**課題 a**. 下に示すリストのうち、「Each instance of the black」を含む行に始まり、リストの末尾に終わる範囲を一字一句変えずに繰り返してください。画像は解答から除いてください。

**抜粋**.
• 2018.11.1 長浜の人

こだわりの日本酒を求めて「かねなか酒店」


長浜市元浜町、大通寺の北側に店を構える『かねなか酒店』は、昭和7年の創業以来、80年以上にわたって地域の人にお酒を提供しています。
現在は3代目である中川康二さんと弟の史朗さんが中心となってお店を営んでいます。

今回はお店のこだわりや思いなどについて、史朗さんにお話を伺いました。

小さい頃から、両親が営むお店の手伝いをしていた史朗さんですが、大学卒業後は異なる業種の会社へと就職。大量生産されたものを顔の見えない消費者に販売する業務のなかで、「もっとお客さんを大事にしていきたい」という思いが徐々に大きくなっていきました。

お酒に関わる仕事がしたいとの思いを抱いていたこともあり、実家の酒店を康二さんと一緒にお客さん一人一人の顔を見て接客できような店にしていこうと決めたのだそう。
「来店してくださった方にお勧めを紹介して『あのお酒おいしかったよ』と言ってもらえると、戻ってきて良かったなと感じます」と話します。

本当においしいと思うお酒だけを提供したい

かねなか酒店では、地元長浜の『七本鎗』をはじめ、竜王町の『松の司』や高島市の『琵琶の長寿』といった滋賀が誇る地酒や、新潟県の 『久保田』、『八海山』 など厳選した酒蔵のみのお酒を揃えています。

**課題 b**. 上の抜粋から、「こだわりの日本酒を求めて「かねなか酒店」」に始まり「していこうと決めたのだそう。」に終わる部分を、表記を変えずにそのまま再現してください。

**表示データ**.
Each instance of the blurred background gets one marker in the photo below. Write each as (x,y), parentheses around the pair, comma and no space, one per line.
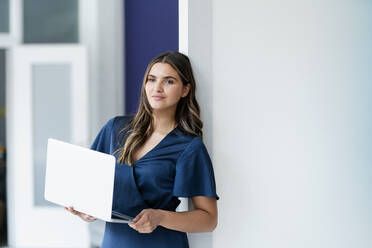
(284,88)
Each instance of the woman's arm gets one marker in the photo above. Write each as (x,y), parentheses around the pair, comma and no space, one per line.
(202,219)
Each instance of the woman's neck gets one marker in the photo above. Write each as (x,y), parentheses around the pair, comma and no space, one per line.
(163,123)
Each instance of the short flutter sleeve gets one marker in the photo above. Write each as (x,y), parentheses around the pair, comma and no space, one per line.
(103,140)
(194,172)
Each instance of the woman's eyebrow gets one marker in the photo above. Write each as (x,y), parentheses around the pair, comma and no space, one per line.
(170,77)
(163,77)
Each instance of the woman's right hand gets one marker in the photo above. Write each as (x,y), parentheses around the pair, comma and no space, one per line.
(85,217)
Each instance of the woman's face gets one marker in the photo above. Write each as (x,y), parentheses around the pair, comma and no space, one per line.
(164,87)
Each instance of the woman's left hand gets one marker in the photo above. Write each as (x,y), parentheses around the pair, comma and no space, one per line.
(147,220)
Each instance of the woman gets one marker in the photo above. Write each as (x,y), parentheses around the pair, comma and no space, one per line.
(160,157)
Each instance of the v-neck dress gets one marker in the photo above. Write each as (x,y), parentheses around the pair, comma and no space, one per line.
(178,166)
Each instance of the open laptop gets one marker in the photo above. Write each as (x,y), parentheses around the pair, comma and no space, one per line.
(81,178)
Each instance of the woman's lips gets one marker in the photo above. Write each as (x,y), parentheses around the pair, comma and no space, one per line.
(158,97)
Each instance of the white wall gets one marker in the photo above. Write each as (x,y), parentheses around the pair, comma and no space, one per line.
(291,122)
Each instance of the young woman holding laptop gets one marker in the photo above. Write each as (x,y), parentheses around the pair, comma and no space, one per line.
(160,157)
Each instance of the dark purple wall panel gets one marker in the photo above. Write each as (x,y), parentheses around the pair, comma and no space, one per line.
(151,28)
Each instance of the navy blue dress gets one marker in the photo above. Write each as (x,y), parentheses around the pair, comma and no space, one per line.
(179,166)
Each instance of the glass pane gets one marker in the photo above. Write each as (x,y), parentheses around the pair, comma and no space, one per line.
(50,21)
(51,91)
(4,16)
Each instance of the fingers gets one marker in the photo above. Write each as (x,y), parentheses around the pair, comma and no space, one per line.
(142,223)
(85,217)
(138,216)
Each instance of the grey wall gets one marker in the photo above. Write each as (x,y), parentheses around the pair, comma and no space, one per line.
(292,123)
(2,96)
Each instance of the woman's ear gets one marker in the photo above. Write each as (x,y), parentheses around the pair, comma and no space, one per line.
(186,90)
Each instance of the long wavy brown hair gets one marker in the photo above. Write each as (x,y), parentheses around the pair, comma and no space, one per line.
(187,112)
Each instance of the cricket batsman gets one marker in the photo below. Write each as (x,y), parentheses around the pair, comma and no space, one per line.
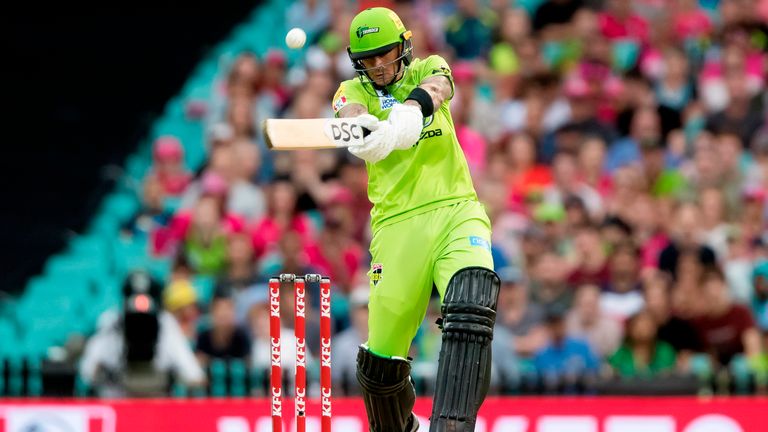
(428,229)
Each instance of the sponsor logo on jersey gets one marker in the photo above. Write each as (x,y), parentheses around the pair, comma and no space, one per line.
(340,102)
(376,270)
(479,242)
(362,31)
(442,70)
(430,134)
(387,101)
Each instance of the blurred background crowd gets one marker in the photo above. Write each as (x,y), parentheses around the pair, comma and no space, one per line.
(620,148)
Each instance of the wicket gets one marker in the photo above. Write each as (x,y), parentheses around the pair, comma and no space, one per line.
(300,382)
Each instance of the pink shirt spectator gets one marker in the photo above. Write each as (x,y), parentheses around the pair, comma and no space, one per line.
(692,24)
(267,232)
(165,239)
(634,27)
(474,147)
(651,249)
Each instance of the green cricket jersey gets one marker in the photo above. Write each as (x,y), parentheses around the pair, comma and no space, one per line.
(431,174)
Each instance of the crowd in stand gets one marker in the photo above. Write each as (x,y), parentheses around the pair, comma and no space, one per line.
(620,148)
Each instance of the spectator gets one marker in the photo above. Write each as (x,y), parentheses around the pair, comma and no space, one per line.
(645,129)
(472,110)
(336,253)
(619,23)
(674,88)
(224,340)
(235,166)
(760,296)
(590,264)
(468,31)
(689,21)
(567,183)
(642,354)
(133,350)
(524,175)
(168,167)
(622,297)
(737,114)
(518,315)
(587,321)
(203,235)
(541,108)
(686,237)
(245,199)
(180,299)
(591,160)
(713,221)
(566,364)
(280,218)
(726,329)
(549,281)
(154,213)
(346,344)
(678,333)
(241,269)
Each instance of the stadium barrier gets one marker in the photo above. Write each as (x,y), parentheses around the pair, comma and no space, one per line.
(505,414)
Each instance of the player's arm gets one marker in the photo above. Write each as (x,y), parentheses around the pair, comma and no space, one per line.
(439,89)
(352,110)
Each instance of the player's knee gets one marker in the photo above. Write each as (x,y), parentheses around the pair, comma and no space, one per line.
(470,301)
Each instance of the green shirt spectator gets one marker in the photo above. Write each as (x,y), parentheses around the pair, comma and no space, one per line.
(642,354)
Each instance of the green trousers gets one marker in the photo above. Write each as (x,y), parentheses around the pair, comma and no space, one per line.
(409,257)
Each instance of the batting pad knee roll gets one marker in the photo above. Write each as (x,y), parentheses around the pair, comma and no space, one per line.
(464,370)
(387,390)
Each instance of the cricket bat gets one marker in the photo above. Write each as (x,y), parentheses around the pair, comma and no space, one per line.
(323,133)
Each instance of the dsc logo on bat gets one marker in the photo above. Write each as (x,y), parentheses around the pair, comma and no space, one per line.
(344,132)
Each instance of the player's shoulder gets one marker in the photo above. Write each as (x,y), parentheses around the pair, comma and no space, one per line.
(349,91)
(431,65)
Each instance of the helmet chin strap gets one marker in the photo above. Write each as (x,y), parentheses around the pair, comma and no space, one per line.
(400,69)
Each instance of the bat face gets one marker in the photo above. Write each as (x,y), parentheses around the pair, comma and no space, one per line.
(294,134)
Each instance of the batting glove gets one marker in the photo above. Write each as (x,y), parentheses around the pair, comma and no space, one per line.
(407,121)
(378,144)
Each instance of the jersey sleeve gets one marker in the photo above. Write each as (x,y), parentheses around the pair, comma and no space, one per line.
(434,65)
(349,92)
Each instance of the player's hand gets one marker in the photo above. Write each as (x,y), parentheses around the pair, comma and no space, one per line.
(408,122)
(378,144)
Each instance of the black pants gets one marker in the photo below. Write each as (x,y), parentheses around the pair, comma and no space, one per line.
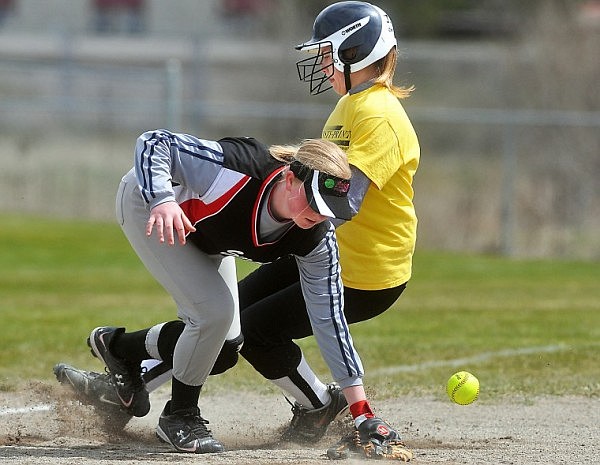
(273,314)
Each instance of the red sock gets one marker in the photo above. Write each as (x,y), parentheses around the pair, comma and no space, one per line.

**解答 a**.
Each instance of the black pants gets one marker in the photo below. Write each as (x,y), parentheses around the pair, comma and no space, one per line.
(273,314)
Each instance of the red sock gets one marker in the photo above. Write each as (x,y), parentheses around the pair, comma and no space, one per line.

**解答 b**.
こだわりの日本酒を求めて「かねなか酒店」


長浜市元浜町、大通寺の北側に店を構える『かねなか酒店』は、昭和7年の創業以来、80年以上にわたって地域の人にお酒を提供しています。
現在は3代目である中川康二さんと弟の史朗さんが中心となってお店を営んでいます。

今回はお店のこだわりや思いなどについて、史朗さんにお話を伺いました。

小さい頃から、両親が営むお店の手伝いをしていた史朗さんですが、大学卒業後は異なる業種の会社へと就職。大量生産されたものを顔の見えない消費者に販売する業務のなかで、「もっとお客さんを大事にしていきたい」という思いが徐々に大きくなっていきました。

お酒に関わる仕事がしたいとの思いを抱いていたこともあり、実家の酒店を康二さんと一緒にお客さん一人一人の顔を見て接客できような店にしていこうと決めたのだそう。